Cette tendance pourrait d’ailleurs se maintenir tout au long de la carrière professionnelle. Dans le cadre d’une analyse de 64 000 cadres sur sa plateforme, LinkedIn a réalisé que « le fait de travailler à la croisée de plusieurs domaines, comme le marketing et la finance, fournit une compréhension globale des opérations commerciales essentielle au métier de cadre. Chaque fonction supplémentaire donne un coup de pouce qui équivaut en moyenne à 3 ans d’expérience professionnelle en plus ».
Si cette étude favorise une vision plus générale des parcours professionnels, elle ne néglige pas les bénéfices de la spécialisation. La coach en stratégie de carrière Caroline Ceniza-Levine conseille d’avoir une approche et des compétences généralistes, et de se spécialiser selon ses envies. « Pour les postes haut placés, les missions sont si complexes qu’il est essentiel d’avoir à sa disposition une expertise pointue et un éventail de compétences variées. Ce n’est pas la peine de choisir entre spécialiste et généraliste. Le succès peut résider dans un savant mélange entre les deux approches.
Plus d’innovation
Puis la recherche démontre que la diversité des équipes peut entraîner plus d’innovation, il semble logique de penser que la diversité des expériences professionnelles pourrait être bénéfique à l’échelle individuelle également. Par exemple, une étude menée par l’État du Michigan a découvert un lien entre l’acquisition de connaissances variées et la créativité chez des nombreux récipiendaires du prix Nobel. Il semblerait que la « variété des expériences permet aux individus de penser plus largement à leurs ressources, et à aborder les problèmes de façon nouvelle », explique Scott Sonenshein dans son livre Stretch.
Darwin a par exemple utilisé ses connaissances dans des champs disciplinaires variés pour mettre au point sa théorie de l’évolution. Steven Johnson, auteur de Where Good Ideas Come from, parle du scientifique dans son livre : « Pour résoudre le mystère, il a dû penser à la fois comme un naturaliste, un biologiste marin et un géologue ». Cette capacité à transcender les fonctions et les spécialités, comme Darwin et Jay-Z, est essentielle à l’innovation depuis toujours, mais s’applique encore mieux au monde des affaires aujourd’hui.

--

## Consigne
Dressez la liste de toutes les personnes désignées par leur nom dans le texte sur les parcours professionnels.

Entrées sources
--

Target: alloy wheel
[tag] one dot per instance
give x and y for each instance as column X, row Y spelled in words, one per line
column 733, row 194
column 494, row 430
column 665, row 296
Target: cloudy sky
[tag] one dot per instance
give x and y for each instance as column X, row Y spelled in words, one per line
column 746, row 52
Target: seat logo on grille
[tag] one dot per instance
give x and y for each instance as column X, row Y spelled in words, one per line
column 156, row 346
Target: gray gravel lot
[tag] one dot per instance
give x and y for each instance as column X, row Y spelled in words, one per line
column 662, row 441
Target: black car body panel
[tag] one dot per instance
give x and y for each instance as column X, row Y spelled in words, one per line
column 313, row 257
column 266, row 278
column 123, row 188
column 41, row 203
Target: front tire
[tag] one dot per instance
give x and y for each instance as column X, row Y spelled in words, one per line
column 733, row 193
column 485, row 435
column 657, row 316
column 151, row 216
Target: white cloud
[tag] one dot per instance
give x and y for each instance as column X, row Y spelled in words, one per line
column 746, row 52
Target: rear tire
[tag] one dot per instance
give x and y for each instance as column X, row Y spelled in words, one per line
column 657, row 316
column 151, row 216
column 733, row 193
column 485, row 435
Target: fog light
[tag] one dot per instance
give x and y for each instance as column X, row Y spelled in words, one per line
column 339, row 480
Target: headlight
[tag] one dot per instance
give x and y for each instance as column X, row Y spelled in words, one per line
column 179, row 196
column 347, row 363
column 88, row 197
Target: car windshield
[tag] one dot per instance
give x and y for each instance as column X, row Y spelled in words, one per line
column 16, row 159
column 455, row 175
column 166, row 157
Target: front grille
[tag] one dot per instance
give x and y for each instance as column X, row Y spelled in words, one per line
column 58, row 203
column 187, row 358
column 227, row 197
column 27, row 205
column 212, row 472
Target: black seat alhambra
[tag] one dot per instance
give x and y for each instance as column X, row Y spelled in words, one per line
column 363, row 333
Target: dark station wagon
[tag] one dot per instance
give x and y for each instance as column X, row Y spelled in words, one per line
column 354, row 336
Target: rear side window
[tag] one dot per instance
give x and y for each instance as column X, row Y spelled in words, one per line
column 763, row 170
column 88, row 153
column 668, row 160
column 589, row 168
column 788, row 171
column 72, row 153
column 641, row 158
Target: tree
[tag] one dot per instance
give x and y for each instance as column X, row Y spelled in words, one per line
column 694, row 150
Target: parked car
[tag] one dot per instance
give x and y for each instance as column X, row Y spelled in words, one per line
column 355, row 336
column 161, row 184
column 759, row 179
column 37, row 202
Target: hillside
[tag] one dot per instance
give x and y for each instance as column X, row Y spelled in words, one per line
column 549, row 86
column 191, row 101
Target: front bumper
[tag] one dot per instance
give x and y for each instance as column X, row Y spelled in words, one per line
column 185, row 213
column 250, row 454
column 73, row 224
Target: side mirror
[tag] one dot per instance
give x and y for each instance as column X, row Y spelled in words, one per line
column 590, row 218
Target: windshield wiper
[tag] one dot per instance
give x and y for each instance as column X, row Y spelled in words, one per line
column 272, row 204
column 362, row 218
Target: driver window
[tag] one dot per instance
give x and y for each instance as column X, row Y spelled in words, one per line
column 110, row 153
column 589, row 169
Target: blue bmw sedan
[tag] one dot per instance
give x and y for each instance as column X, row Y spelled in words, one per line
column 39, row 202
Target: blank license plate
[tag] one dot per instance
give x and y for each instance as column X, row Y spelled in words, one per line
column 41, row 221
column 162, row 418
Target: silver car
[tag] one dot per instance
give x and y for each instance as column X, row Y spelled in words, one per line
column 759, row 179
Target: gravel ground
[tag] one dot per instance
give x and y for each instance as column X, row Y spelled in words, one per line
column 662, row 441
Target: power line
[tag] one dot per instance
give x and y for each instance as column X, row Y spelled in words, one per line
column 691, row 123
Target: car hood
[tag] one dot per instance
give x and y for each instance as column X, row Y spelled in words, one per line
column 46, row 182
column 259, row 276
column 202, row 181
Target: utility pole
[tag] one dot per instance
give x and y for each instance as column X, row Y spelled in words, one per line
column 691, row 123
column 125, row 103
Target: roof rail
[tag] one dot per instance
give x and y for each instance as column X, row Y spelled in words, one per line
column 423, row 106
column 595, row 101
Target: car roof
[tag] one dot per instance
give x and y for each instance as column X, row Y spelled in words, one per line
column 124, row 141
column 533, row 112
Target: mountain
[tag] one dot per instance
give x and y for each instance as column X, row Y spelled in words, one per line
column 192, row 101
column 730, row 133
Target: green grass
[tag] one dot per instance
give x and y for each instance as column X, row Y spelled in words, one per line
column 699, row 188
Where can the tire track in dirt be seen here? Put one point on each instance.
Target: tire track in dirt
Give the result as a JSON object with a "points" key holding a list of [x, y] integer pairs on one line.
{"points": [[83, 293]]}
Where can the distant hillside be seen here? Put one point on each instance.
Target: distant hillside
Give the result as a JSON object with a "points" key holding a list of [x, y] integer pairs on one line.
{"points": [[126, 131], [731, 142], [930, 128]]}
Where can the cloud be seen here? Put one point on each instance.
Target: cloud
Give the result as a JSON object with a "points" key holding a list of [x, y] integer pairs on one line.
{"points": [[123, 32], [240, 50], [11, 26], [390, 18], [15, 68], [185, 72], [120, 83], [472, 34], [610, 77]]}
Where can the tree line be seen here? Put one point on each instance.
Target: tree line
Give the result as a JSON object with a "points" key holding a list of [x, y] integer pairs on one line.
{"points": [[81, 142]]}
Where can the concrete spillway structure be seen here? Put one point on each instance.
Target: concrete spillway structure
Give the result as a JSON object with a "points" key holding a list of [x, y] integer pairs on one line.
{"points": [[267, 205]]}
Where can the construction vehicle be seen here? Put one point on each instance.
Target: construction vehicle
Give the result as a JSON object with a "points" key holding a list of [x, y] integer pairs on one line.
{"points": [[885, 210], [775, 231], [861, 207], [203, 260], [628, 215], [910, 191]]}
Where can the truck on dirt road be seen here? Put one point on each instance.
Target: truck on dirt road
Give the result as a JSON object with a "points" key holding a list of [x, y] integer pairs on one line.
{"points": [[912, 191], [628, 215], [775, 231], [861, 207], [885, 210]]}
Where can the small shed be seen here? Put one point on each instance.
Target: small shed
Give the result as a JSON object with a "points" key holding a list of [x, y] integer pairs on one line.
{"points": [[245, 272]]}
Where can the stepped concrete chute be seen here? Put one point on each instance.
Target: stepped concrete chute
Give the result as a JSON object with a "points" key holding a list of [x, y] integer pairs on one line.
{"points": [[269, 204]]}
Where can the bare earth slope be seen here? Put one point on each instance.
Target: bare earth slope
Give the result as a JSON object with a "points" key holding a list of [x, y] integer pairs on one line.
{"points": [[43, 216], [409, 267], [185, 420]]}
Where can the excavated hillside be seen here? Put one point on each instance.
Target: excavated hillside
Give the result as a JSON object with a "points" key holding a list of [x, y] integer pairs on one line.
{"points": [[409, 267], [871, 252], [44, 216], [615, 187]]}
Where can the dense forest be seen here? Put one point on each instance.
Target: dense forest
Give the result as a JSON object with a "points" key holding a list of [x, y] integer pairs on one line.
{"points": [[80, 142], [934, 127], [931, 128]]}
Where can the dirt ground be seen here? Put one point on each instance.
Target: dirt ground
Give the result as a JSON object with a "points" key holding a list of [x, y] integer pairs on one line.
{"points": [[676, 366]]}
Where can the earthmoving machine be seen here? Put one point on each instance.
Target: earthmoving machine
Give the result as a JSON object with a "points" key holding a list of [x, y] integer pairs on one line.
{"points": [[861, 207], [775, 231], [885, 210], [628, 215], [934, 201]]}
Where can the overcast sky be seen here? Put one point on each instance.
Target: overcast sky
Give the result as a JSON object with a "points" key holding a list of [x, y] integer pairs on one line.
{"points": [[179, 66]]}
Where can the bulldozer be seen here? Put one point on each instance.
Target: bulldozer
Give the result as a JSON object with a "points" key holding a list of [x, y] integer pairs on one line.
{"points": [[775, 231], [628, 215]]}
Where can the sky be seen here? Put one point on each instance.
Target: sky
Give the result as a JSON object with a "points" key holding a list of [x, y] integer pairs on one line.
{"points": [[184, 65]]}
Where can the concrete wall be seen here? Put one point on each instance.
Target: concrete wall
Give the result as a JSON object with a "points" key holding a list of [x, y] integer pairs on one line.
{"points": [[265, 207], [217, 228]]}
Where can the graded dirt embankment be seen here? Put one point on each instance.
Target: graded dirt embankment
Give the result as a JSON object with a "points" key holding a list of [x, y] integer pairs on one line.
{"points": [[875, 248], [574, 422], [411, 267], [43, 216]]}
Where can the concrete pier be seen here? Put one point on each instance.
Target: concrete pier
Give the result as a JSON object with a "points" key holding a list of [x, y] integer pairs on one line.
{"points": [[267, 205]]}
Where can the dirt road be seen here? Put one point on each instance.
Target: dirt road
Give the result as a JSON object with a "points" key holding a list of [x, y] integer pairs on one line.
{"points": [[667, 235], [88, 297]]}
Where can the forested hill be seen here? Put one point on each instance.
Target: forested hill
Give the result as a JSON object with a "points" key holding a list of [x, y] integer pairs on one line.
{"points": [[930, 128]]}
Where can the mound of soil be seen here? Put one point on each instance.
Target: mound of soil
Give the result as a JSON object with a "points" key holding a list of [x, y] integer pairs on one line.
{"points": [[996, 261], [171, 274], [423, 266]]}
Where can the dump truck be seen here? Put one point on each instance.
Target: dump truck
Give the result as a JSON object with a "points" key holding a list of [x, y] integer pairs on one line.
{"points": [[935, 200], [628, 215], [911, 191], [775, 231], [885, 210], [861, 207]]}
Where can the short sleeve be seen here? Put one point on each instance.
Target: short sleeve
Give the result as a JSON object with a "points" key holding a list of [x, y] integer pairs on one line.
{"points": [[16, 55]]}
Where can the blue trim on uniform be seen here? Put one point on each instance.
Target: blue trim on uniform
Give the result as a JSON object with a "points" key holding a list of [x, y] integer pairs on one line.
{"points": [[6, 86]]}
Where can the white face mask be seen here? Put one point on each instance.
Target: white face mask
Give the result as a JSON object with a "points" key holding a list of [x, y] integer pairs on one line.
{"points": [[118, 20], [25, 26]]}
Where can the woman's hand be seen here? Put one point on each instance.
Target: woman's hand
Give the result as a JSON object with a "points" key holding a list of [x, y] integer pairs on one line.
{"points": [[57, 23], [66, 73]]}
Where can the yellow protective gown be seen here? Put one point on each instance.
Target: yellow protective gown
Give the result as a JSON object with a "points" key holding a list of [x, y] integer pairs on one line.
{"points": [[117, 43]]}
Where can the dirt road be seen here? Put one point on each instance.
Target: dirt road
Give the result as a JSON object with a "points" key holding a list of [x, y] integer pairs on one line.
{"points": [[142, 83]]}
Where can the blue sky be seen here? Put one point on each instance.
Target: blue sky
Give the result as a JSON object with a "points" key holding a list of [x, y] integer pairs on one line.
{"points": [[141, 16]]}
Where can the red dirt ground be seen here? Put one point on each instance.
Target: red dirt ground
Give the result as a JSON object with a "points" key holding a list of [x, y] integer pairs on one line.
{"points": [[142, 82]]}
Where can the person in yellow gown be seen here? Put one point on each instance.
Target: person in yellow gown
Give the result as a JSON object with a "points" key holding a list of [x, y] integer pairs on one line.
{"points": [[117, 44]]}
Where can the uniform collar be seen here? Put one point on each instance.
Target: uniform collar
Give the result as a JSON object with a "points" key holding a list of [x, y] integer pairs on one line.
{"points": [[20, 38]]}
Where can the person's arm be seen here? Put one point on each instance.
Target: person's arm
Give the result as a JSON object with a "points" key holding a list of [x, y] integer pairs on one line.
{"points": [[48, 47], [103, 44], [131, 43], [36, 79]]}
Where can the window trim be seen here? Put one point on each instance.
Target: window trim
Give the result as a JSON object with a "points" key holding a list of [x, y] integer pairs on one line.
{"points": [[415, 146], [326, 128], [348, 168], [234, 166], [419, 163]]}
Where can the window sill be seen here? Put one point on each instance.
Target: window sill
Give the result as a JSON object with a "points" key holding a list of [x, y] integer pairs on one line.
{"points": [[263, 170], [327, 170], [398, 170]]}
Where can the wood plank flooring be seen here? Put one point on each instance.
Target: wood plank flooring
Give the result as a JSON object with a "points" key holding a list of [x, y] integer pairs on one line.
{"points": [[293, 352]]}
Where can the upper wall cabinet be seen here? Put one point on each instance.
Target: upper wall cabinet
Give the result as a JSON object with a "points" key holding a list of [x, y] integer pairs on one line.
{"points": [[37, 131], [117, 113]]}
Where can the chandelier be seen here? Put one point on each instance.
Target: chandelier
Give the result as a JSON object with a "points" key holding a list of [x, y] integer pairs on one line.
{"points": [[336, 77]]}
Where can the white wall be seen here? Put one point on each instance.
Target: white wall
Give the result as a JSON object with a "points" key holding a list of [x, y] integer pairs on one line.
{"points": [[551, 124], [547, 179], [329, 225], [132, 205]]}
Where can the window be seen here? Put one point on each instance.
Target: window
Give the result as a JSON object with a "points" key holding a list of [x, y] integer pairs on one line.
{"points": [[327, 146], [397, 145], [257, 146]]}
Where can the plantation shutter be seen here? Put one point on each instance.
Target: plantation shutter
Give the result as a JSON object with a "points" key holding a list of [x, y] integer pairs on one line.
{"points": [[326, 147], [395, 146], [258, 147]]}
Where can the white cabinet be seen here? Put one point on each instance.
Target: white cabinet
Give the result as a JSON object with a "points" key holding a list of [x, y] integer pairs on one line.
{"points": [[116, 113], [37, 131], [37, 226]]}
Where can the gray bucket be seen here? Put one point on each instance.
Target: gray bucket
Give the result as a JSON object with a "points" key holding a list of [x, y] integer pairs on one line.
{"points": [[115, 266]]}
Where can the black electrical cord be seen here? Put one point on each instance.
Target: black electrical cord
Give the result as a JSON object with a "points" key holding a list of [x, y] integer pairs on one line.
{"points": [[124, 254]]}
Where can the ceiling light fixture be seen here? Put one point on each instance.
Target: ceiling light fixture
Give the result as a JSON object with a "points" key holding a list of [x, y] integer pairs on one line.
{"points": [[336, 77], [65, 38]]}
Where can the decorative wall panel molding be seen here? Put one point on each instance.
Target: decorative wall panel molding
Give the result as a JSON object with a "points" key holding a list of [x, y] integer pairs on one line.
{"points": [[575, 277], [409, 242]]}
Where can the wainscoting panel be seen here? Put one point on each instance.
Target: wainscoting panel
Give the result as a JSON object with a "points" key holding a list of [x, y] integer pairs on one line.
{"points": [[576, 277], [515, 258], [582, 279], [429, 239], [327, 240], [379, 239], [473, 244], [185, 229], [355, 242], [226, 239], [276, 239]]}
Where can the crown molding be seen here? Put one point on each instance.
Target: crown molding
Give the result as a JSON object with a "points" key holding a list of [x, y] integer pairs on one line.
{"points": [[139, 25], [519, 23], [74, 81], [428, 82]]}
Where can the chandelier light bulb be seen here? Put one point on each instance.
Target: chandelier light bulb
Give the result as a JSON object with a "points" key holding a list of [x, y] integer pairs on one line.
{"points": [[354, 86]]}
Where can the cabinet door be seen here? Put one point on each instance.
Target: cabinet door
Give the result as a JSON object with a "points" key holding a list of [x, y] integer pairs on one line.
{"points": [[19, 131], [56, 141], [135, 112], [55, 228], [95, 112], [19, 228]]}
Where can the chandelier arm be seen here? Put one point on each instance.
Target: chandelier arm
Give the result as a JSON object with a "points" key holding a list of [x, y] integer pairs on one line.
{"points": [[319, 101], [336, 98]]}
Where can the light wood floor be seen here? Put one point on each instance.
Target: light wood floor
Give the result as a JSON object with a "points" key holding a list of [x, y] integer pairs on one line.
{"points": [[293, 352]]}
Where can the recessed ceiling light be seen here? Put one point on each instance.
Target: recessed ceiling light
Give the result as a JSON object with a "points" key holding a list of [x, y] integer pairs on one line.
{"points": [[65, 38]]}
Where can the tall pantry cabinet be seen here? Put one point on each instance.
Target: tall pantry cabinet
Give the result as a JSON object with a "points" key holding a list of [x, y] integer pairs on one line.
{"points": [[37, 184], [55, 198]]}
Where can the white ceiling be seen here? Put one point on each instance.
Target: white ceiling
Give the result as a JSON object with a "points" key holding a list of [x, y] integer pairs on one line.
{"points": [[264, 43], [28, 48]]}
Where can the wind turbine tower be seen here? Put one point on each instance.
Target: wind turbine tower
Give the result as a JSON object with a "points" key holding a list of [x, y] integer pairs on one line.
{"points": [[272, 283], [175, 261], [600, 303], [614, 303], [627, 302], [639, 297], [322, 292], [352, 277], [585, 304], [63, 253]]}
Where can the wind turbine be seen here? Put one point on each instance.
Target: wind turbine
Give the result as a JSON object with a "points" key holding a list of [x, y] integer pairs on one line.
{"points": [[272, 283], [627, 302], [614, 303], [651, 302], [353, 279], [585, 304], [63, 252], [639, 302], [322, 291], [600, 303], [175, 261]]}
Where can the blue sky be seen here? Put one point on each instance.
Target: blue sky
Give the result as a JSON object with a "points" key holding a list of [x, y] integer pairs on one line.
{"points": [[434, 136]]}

--

## Corrigé
- Caroline Ceniza-Levine
- Scott Sonenshein
- Darwin
- Steven Johnson
- Jay-Z